**EXERCISE OBJECTIVE**
Your job is to set down the stretch of entries that opens with the line containing "Q: In the image above, where is the tail" and closes with the line containing "Q: In the image above, where is the shadow". Keep both end lines, copy each exactly, and add nothing.

----------

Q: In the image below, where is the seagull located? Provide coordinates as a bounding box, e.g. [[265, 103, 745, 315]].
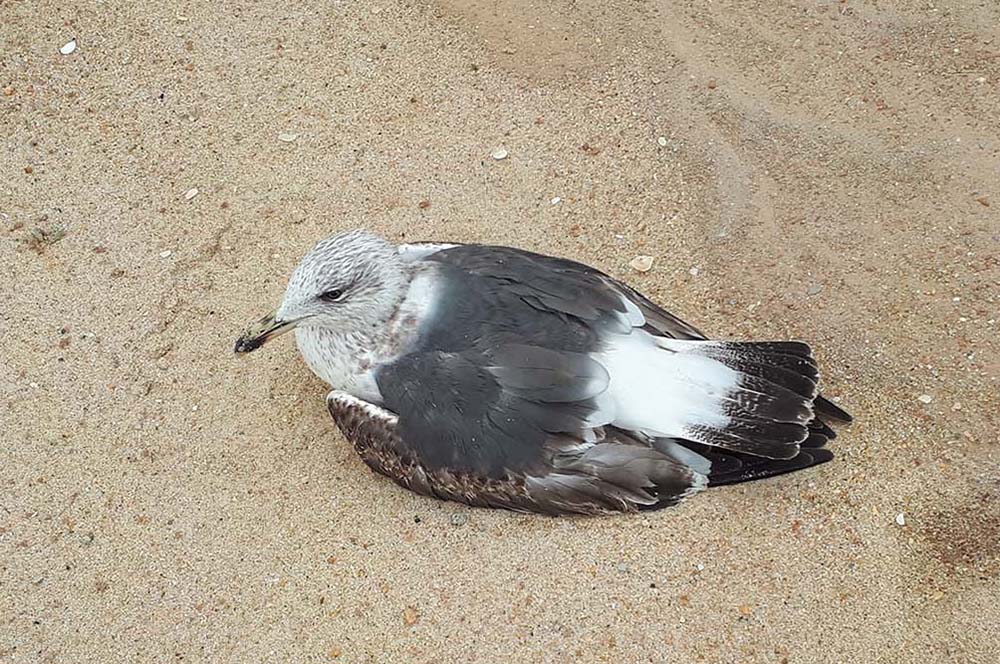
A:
[[236, 229, 851, 515]]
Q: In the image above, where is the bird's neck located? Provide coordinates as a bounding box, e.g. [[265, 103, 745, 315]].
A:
[[294, 267, 423, 401], [294, 324, 385, 400]]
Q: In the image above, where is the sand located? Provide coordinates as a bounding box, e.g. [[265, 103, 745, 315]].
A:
[[2, 0, 998, 661]]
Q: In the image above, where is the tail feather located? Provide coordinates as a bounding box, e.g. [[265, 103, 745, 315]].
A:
[[598, 333, 850, 466], [723, 361, 818, 401], [729, 375, 815, 423], [687, 420, 804, 459], [694, 342, 819, 399], [696, 341, 817, 367], [657, 339, 821, 460], [673, 428, 835, 487], [806, 417, 837, 443]]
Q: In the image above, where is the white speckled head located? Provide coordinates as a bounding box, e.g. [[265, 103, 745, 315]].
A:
[[276, 229, 409, 333], [235, 227, 414, 396]]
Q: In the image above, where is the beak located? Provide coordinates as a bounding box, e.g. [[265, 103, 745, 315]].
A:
[[234, 309, 298, 354]]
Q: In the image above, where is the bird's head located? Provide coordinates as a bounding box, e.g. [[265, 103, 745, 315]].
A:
[[235, 229, 408, 353]]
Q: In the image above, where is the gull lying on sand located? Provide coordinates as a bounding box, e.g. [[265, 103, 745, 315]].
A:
[[236, 229, 851, 515]]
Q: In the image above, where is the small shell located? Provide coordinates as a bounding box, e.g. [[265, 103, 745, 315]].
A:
[[657, 136, 667, 147], [60, 40, 77, 55], [278, 132, 299, 142], [184, 187, 199, 200], [490, 147, 508, 160], [629, 255, 654, 272]]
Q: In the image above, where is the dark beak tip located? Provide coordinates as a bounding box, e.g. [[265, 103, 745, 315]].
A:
[[235, 310, 291, 355], [234, 336, 261, 354]]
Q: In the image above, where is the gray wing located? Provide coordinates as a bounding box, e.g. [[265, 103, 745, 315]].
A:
[[427, 244, 706, 341], [372, 345, 705, 514], [375, 346, 607, 477], [612, 281, 707, 340]]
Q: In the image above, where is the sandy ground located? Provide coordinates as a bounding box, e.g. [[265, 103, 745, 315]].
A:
[[2, 0, 999, 661]]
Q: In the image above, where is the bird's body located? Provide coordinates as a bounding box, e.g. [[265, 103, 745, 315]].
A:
[[236, 229, 850, 515]]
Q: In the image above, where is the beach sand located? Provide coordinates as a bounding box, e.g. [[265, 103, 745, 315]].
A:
[[2, 1, 998, 661]]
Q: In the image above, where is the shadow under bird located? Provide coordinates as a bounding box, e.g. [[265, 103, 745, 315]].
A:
[[235, 229, 851, 515]]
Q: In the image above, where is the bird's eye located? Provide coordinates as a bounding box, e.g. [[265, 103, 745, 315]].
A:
[[319, 288, 345, 302]]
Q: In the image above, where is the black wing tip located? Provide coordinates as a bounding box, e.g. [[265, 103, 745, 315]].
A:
[[814, 395, 853, 423], [706, 446, 835, 487]]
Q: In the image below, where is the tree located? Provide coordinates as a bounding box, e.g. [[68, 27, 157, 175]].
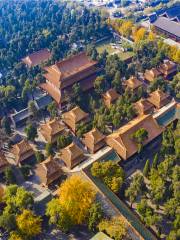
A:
[[91, 161, 125, 193], [45, 142, 54, 157], [94, 75, 106, 95], [131, 128, 148, 152], [125, 173, 146, 207], [98, 216, 127, 240], [28, 101, 38, 120], [57, 135, 72, 149], [25, 123, 37, 141], [72, 83, 83, 106], [149, 169, 166, 203], [58, 175, 96, 225], [1, 117, 11, 135], [148, 31, 156, 41], [152, 153, 158, 169], [112, 71, 122, 93], [88, 202, 103, 232], [9, 231, 23, 240], [4, 166, 16, 184], [134, 28, 146, 43], [16, 209, 42, 238], [164, 198, 179, 219], [119, 21, 133, 38], [0, 211, 16, 231], [47, 101, 58, 119], [35, 151, 45, 163], [46, 198, 72, 232], [143, 159, 150, 177]]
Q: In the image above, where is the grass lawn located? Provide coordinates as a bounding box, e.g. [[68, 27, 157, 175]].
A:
[[96, 40, 134, 61]]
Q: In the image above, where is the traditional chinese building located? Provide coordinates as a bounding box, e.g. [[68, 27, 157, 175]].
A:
[[63, 106, 90, 133], [125, 76, 143, 93], [148, 89, 171, 109], [35, 156, 63, 186], [83, 128, 106, 153], [60, 142, 86, 169], [40, 52, 99, 106], [102, 88, 120, 108], [22, 49, 51, 67], [144, 68, 162, 83], [11, 140, 35, 166], [106, 114, 163, 160], [134, 98, 154, 116], [159, 60, 177, 79], [40, 118, 65, 143]]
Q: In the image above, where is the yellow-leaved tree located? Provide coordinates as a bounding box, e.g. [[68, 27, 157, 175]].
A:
[[119, 21, 133, 38], [16, 209, 42, 238], [148, 31, 156, 41], [59, 175, 96, 225], [98, 216, 127, 240], [134, 28, 146, 43]]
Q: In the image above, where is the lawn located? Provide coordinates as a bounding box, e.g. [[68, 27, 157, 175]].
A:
[[96, 40, 134, 61]]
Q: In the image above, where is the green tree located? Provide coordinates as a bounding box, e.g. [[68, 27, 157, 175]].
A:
[[46, 199, 72, 232], [28, 100, 38, 120], [35, 151, 45, 163], [112, 71, 122, 93], [1, 117, 11, 135], [143, 159, 150, 177], [45, 142, 54, 157], [91, 161, 125, 193], [94, 75, 106, 95], [88, 202, 103, 232], [0, 211, 16, 231], [164, 198, 179, 219], [57, 135, 72, 149], [4, 166, 16, 184], [47, 101, 58, 119], [131, 128, 148, 152], [25, 123, 37, 141], [152, 153, 158, 169]]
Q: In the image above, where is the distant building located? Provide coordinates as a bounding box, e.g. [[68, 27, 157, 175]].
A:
[[22, 49, 51, 67], [134, 98, 154, 116], [106, 114, 163, 160], [125, 76, 143, 93], [60, 142, 86, 169], [40, 52, 99, 106], [144, 68, 162, 83], [11, 140, 35, 166], [102, 88, 120, 108], [148, 89, 171, 109], [151, 5, 180, 42], [90, 232, 113, 240], [159, 60, 177, 79], [40, 119, 65, 143], [63, 106, 90, 133], [83, 128, 106, 153], [35, 156, 63, 186]]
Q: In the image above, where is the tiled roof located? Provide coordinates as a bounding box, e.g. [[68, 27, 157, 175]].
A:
[[126, 76, 142, 90], [106, 114, 163, 159], [160, 5, 180, 19], [11, 108, 32, 124], [103, 88, 120, 102], [41, 119, 65, 136], [148, 89, 171, 106], [134, 98, 154, 115], [40, 83, 61, 104], [22, 49, 51, 67], [63, 106, 89, 123], [40, 157, 61, 176], [11, 140, 33, 156], [153, 16, 180, 38], [83, 128, 105, 144]]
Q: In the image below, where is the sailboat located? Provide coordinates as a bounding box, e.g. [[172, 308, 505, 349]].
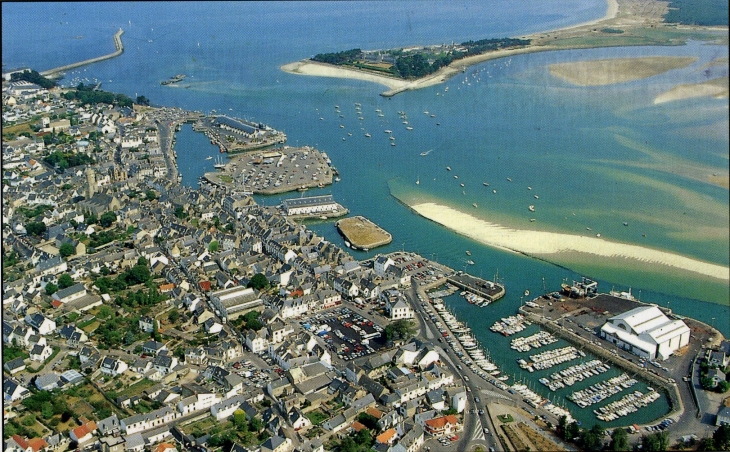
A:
[[416, 177, 420, 185], [213, 156, 226, 169]]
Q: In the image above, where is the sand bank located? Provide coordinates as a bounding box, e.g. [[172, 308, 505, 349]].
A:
[[654, 76, 729, 104], [280, 60, 411, 91], [411, 202, 729, 281], [549, 56, 697, 86]]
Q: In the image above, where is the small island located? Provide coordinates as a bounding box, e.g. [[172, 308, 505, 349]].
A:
[[336, 216, 393, 251]]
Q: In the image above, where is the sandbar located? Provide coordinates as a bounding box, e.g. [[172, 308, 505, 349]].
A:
[[548, 56, 698, 86], [410, 202, 729, 281], [654, 76, 729, 104], [280, 60, 412, 91]]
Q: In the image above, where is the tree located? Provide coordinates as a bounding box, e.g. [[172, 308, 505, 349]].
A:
[[353, 428, 373, 447], [58, 273, 74, 289], [580, 424, 604, 451], [136, 95, 150, 106], [714, 424, 730, 451], [701, 376, 716, 390], [565, 421, 580, 442], [610, 427, 629, 451], [642, 431, 669, 452], [145, 189, 156, 201], [26, 221, 47, 237], [698, 437, 716, 451], [385, 319, 417, 342], [718, 380, 730, 393], [168, 310, 180, 323], [45, 283, 58, 296], [41, 401, 54, 419], [99, 211, 116, 228], [233, 409, 247, 430], [208, 240, 219, 253], [247, 273, 269, 290], [59, 242, 75, 258], [174, 206, 188, 219]]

----------

**RESULT BELOW**
Q: In the image above, where is the tail feather located? Provide coordinates as a bounding box, e.g. [[265, 103, 745, 315]].
A:
[[598, 333, 850, 466], [723, 361, 818, 401], [729, 375, 815, 423], [687, 420, 804, 459], [694, 342, 819, 399], [696, 341, 817, 367], [657, 339, 821, 460], [673, 428, 835, 487], [806, 417, 837, 443]]
Q: In the image above, where is the white speckled head located? Provide coordinates as a bounding box, e.g. [[265, 103, 745, 315]].
A:
[[276, 229, 409, 333], [235, 227, 414, 396]]
Q: In the image above, where is the beak located? Provide coordinates as a bounding box, e.g. [[265, 103, 745, 315]].
A:
[[234, 309, 298, 354]]
Q: In the image above, where is the bird's head located? Provide coordinates as a bounding box, e.g. [[265, 103, 745, 315]].
A:
[[235, 229, 408, 353]]
Q: In the image above, where is the gull lying on sand located? Provide coordinates as a bounding box, e.g. [[265, 103, 745, 315]].
A:
[[236, 229, 851, 515]]
Q: In the image above, where is the small shell located? Provide coordinates as a bounding box, e.g. [[265, 103, 745, 315]].
A:
[[657, 136, 667, 147], [60, 40, 77, 55], [278, 132, 299, 142], [184, 187, 199, 200], [490, 147, 508, 160], [629, 255, 654, 272]]
Q: In the image above, where is the dark beak tip located? Provide coordinates as a bounding box, e.g. [[265, 103, 745, 315]].
A:
[[235, 310, 291, 355], [234, 336, 261, 354]]
Q: In the image above, where is the gray wing located? Provide coordinates as a bounding box, e.g. [[265, 103, 745, 315]].
A:
[[427, 244, 706, 341], [372, 345, 705, 514], [375, 346, 607, 477], [612, 281, 707, 340]]
Q: In the image above, where is the sandy ground located? Provide coordinates as a bounding box, e.g. [[265, 103, 745, 315]].
A:
[[2, 0, 999, 661]]
Q: In the image above, where is the bird's body located? Provide coordinates as a bounding box, e.g. [[265, 103, 745, 315]].
A:
[[236, 229, 850, 515]]
Q: In the image above, where is the beach sand located? Provide coordinates as a bounding box, e.g. [[265, 103, 745, 315]].
A:
[[2, 1, 998, 661]]
Q: In the image above, where is the shadow under bird located? Provide coordinates as a bounding box, e.g. [[265, 103, 745, 315]].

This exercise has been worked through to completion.